Yapılacak iş – "İsimsiz" romanı üzerine yazıdan, "26 Ocak '15" sözlerinin geçtiği yerden başlayıp "ve heyecanla okunuyor." sözlerinden sonra biten bölümü hiç değiştirmeden aktarır mısın?

Okunacak metin –
· · ·

Mlliyet Milliyet Blog Milliyet Blog
 
Facebook Connect
Blog Kategorileri
 

26 Ocak '15

 
Kategori
Kitap
 

Gönül Çatalcalı'dan "İsimsiz" Adlı Roman

İsimsiz kimdir?
 
İşte bir de bu sorunun yanıtını bulabilmek için romanın tümünü okumak gerekiyor. Çünkü öyle kolay ele vermiyor kahramanını; bir yandan sürekli saklıyor, bir adım sonraya erteliyor ama bir yandan da anlatıyor. Ha bire anlatıyor. Bir anlamda, saklambaç oynuyor okuruyla. Saklambaçsa, “bütün bir yaşamımızın ondan ibaret olduğu” söylenen güzel bir çocukluk oyunu. Demek ki romanın kurgusu ilginç. Bu yüzden olacak bir solukta ve heyecanla okunuyor.

· · ·

Seçilmiş veriler –

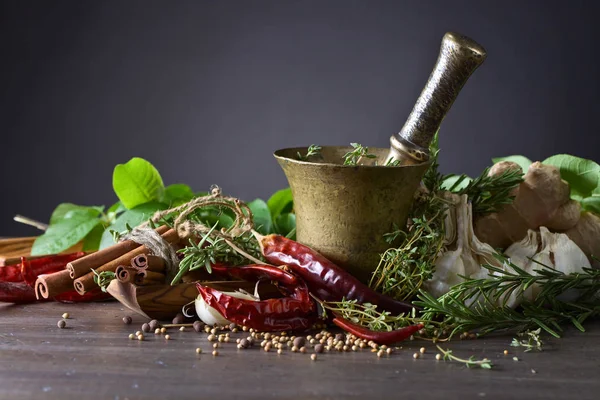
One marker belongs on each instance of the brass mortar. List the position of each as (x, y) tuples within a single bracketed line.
[(343, 211)]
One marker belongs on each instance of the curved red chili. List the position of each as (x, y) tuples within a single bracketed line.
[(376, 336), (326, 281), (29, 269)]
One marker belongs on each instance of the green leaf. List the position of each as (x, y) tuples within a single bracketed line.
[(177, 194), (137, 182), (522, 161), (133, 218), (91, 242), (280, 202), (66, 232), (285, 223), (455, 183), (68, 210), (262, 216), (582, 175)]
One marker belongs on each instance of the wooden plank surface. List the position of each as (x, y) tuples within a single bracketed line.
[(94, 359)]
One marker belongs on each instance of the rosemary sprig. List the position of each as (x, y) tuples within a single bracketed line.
[(529, 339), (103, 278), (470, 362), (355, 156), (366, 314), (215, 249), (313, 150)]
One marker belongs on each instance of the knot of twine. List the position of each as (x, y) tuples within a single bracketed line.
[(157, 245)]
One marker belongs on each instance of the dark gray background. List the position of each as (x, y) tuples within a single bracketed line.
[(207, 90)]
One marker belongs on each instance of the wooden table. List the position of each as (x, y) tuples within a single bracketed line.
[(94, 359)]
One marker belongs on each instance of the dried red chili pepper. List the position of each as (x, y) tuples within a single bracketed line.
[(326, 281), (295, 312), (376, 336), (36, 266)]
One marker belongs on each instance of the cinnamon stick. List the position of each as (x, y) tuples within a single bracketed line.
[(125, 274), (50, 285), (83, 266), (86, 282), (148, 262)]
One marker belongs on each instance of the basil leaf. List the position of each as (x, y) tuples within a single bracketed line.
[(280, 202), (262, 216), (285, 224), (177, 194), (133, 218), (67, 210), (592, 204), (582, 175), (66, 232), (137, 182), (522, 161)]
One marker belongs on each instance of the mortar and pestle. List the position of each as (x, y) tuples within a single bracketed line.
[(343, 211)]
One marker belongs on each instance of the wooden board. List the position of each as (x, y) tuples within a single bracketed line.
[(94, 359), (11, 250)]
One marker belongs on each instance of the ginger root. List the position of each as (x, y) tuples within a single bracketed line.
[(542, 199)]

· · ·

Tamamlanan görev –
26 Ocak '15

 
Kategori
Kitap
 

Gönül Çatalcalı'dan "İsimsiz" Adlı Roman

İsimsiz kimdir?
 
İşte bir de bu sorunun yanıtını bulabilmek için romanın tümünü okumak gerekiyor. Çünkü öyle kolay ele vermiyor kahramanını; bir yandan sürekli saklıyor, bir adım sonraya erteliyor ama bir yandan da anlatıyor. Ha bire anlatıyor. Bir anlamda, saklambaç oynuyor okuruyla. Saklambaçsa, “bütün bir yaşamımızın ondan ibaret olduğu” söylenen güzel bir çocukluk oyunu. Demek ki romanın kurgusu ilginç. Bu yüzden olacak bir solukta ve heyecanla okunuyor.